Data for the task below:
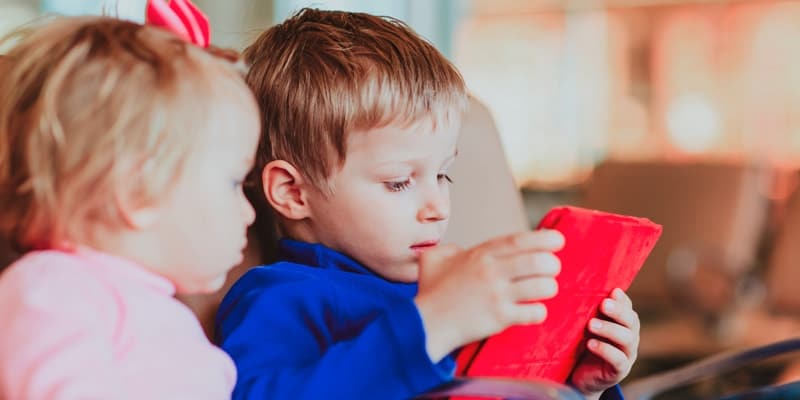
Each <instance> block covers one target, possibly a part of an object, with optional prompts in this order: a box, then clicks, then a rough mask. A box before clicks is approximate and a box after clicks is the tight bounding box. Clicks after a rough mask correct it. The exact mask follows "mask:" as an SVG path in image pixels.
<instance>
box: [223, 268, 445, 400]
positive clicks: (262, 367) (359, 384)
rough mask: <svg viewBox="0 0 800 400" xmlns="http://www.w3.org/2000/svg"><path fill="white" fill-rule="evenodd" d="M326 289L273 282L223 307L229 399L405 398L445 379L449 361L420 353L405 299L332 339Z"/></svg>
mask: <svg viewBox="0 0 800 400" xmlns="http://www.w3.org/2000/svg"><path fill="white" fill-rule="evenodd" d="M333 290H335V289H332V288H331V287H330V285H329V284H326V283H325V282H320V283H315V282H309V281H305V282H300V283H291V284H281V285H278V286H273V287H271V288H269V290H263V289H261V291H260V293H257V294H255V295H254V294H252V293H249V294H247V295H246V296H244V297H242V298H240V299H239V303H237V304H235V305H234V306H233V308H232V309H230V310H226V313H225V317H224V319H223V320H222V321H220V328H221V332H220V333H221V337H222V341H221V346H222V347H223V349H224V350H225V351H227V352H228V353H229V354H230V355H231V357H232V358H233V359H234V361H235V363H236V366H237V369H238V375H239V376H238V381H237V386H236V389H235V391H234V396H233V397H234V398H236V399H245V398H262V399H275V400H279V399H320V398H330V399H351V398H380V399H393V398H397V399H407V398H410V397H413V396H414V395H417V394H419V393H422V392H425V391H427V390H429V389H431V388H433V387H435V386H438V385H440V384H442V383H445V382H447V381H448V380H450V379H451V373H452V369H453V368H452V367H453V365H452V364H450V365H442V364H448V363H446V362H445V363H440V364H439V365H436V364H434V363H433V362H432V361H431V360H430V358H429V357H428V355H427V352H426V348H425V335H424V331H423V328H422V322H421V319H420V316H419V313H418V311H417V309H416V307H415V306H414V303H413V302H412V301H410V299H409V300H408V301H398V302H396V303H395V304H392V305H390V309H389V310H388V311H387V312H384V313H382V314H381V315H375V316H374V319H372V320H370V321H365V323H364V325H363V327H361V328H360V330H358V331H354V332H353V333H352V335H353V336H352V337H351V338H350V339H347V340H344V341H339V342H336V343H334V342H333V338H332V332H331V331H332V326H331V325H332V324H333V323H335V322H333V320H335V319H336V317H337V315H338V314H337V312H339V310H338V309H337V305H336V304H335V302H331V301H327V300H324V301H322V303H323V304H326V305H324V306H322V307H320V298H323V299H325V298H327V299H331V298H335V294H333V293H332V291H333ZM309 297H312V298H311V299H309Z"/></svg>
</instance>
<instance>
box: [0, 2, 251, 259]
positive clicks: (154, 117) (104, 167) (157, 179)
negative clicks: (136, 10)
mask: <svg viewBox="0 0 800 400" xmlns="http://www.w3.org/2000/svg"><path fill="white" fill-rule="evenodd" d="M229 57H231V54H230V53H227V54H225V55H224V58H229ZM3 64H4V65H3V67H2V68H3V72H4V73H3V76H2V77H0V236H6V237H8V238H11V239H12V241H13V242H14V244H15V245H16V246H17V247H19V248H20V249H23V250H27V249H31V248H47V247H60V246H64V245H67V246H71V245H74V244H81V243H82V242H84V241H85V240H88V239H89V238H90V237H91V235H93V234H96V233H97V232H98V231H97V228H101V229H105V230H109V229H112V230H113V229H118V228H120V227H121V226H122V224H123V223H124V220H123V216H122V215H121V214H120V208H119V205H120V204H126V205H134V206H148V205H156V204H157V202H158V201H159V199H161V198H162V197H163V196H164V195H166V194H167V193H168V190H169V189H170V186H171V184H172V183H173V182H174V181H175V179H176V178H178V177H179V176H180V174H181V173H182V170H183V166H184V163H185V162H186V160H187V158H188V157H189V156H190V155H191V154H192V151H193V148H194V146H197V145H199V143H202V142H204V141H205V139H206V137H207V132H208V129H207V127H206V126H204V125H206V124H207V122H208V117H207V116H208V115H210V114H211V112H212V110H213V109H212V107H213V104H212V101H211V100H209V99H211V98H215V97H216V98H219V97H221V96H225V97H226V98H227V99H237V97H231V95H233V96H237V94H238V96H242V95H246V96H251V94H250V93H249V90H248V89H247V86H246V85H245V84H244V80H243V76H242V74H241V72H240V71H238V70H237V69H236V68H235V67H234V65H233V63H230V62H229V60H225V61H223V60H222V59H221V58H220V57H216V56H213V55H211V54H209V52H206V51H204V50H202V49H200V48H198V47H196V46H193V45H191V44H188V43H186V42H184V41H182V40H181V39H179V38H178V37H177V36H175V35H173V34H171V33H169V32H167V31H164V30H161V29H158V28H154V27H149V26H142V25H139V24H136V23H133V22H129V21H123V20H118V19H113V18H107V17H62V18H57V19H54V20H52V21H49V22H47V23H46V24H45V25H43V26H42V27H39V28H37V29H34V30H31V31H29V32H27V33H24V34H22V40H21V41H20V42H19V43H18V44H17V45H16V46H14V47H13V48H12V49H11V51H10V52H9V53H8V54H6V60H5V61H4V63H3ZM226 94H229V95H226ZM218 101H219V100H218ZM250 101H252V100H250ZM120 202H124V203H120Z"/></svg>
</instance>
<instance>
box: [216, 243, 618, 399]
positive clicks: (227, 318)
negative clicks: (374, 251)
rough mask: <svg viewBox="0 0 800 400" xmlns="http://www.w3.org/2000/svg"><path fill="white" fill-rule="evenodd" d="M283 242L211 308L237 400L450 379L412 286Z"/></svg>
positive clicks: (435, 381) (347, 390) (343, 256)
End of Data for the task.
Every line above should be printed again word for word, without its pictures.

Task output>
Each <instance> block covers one target, possibly a part of an object, with optional prompts in this order: a box, then clicks, then a rough mask. A box before clicks is approximate and a box after clicks is the tight bounding box. Clicks after a rough mask correct it. The exact mask follows "mask:" as an SVG path in image pixels.
<instance>
box: [223, 268, 445, 400]
positive clicks: (262, 367) (359, 384)
rough mask: <svg viewBox="0 0 800 400" xmlns="http://www.w3.org/2000/svg"><path fill="white" fill-rule="evenodd" d="M326 289L273 282L223 307L229 399L405 398L445 379L449 361L420 353L405 299L332 339Z"/></svg>
mask: <svg viewBox="0 0 800 400" xmlns="http://www.w3.org/2000/svg"><path fill="white" fill-rule="evenodd" d="M333 290H335V289H332V288H331V287H330V285H329V284H326V283H325V282H320V283H315V282H309V281H305V282H300V283H291V284H281V285H278V286H273V287H271V288H269V290H263V289H261V291H260V293H257V294H255V295H254V294H252V293H249V294H247V295H246V296H244V297H242V298H240V299H239V303H237V304H235V305H234V306H233V308H232V309H230V310H226V313H225V317H224V319H223V320H222V321H220V328H221V332H220V333H221V337H222V341H221V346H222V347H223V349H224V350H225V351H227V352H228V353H229V354H230V355H231V357H232V358H233V359H234V361H235V363H236V366H237V369H238V375H239V376H238V381H237V386H236V389H235V391H234V396H233V397H234V398H236V399H245V398H262V399H275V400H279V399H320V398H330V399H351V398H380V399H393V398H397V399H407V398H410V397H413V396H414V395H417V394H419V393H422V392H425V391H427V390H429V389H431V388H433V387H435V386H438V385H440V384H442V383H445V382H447V381H448V380H450V379H451V373H452V369H453V368H452V367H453V365H452V364H450V365H442V364H448V363H446V362H445V363H440V364H439V365H436V364H434V363H433V362H432V361H431V360H430V358H429V357H428V355H427V352H426V348H425V335H424V331H423V328H422V322H421V319H420V316H419V313H418V311H417V309H416V307H415V306H414V303H413V302H412V301H410V299H409V300H408V301H398V302H396V303H395V304H392V305H390V309H389V310H388V311H387V312H384V313H382V314H381V315H375V316H374V319H372V320H370V321H365V323H364V325H363V327H361V328H360V330H358V331H354V332H353V333H352V335H353V336H352V337H351V338H350V339H347V340H344V341H339V342H336V343H334V342H333V338H332V332H331V331H332V326H331V325H332V324H333V323H335V322H333V320H335V319H336V317H337V315H338V314H337V312H339V310H338V309H337V305H336V304H335V302H331V301H327V300H324V301H322V303H323V304H326V305H324V306H322V307H320V298H323V299H325V298H327V299H331V298H335V294H333V293H332V291H333ZM309 297H312V298H311V299H309Z"/></svg>
</instance>
<instance>
box: [0, 2, 251, 259]
positive clicks: (154, 117) (104, 167) (157, 179)
negative clicks: (136, 10)
mask: <svg viewBox="0 0 800 400" xmlns="http://www.w3.org/2000/svg"><path fill="white" fill-rule="evenodd" d="M229 57H231V54H230V53H227V54H225V55H224V58H229ZM3 64H4V65H3V67H2V68H3V72H4V73H3V76H2V77H0V236H6V237H8V238H11V239H12V241H13V242H14V244H15V245H16V246H17V247H19V248H20V249H23V250H27V249H31V248H47V247H60V246H64V245H67V246H71V245H74V244H81V243H82V242H84V241H85V240H88V239H89V238H90V237H91V235H93V234H96V233H97V232H98V231H97V228H101V229H105V230H109V229H112V230H113V229H118V228H120V227H121V226H122V224H123V223H124V220H123V216H122V215H121V214H120V208H119V205H120V204H126V205H134V206H148V205H156V204H157V202H158V201H159V199H161V198H162V197H163V196H164V195H166V194H167V193H168V190H169V189H170V186H171V184H172V183H173V182H174V181H175V179H176V178H178V177H179V176H180V174H181V173H182V170H183V166H184V163H185V162H186V160H187V158H188V157H189V156H190V155H191V154H192V151H193V148H194V146H197V145H199V143H202V142H204V141H205V139H206V137H207V132H208V129H207V127H206V126H204V125H206V124H207V122H208V117H207V116H208V115H210V114H211V112H212V110H213V109H212V107H213V104H212V101H211V100H209V99H211V98H215V97H216V98H219V97H221V96H225V97H226V98H227V99H237V97H231V95H233V96H237V94H238V96H242V95H246V96H251V94H250V93H249V90H248V89H247V86H246V85H245V84H244V80H243V76H242V74H241V72H240V71H238V70H237V69H236V68H235V67H234V65H233V63H230V62H229V60H225V61H223V60H222V59H221V58H220V57H216V56H213V55H211V54H209V52H206V51H204V50H202V49H200V48H198V47H196V46H193V45H191V44H188V43H186V42H184V41H182V40H181V39H179V38H178V37H177V36H175V35H173V34H171V33H169V32H167V31H164V30H161V29H158V28H154V27H149V26H142V25H139V24H136V23H133V22H129V21H123V20H118V19H113V18H107V17H62V18H57V19H54V20H52V21H49V22H47V23H46V24H45V25H43V26H42V27H39V28H37V29H34V30H31V31H29V32H27V33H24V34H22V40H21V41H20V42H19V43H18V44H17V45H16V46H14V47H13V48H12V49H11V51H10V52H9V53H8V54H6V60H5V61H4V63H3ZM226 94H229V95H226ZM218 101H219V100H218ZM250 101H252V100H250ZM120 202H124V203H120Z"/></svg>
</instance>
<instance>
box: [216, 243, 618, 399]
positive clicks: (227, 318)
negative clicks: (374, 251)
rough mask: <svg viewBox="0 0 800 400" xmlns="http://www.w3.org/2000/svg"><path fill="white" fill-rule="evenodd" d="M283 242L211 308L237 400L450 379L412 286Z"/></svg>
positive clicks: (435, 381) (347, 390) (343, 256)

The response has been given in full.